INFORMATION
◆ ◆ ◆

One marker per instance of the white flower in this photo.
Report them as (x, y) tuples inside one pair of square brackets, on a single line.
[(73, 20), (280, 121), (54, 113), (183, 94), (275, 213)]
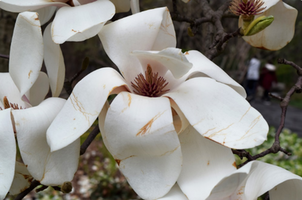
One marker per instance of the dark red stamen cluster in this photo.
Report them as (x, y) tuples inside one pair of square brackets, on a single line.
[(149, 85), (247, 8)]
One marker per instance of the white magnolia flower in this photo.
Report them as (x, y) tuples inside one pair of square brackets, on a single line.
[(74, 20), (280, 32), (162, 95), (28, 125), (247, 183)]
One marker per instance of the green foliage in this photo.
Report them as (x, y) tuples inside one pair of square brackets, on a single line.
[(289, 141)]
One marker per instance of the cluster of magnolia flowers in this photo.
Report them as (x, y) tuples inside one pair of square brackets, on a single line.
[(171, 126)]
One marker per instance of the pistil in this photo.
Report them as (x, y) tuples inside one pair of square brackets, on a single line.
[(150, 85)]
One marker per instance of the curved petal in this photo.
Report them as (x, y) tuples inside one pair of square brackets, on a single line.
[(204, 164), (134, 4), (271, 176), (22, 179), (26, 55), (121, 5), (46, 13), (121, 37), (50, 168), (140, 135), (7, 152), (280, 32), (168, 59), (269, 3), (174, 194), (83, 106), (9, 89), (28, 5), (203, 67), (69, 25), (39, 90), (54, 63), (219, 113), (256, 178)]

◆ ◆ ◆

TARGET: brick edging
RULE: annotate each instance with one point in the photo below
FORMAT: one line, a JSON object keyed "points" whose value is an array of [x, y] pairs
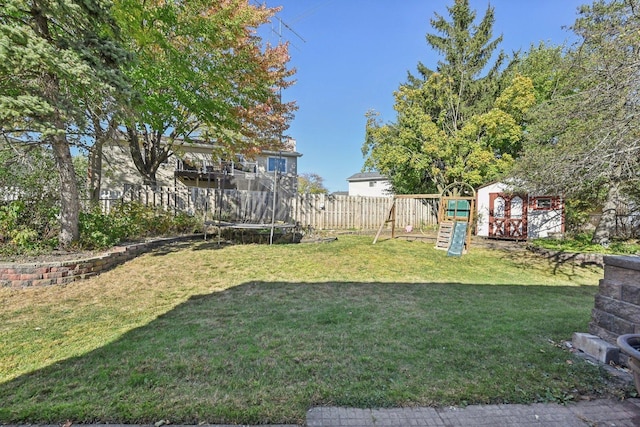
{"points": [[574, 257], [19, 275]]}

◆ ◆ ◆

TASK OBJECTIVE
The total alone is wanted: how many lines in the listing above contain "cluster".

REPLY
2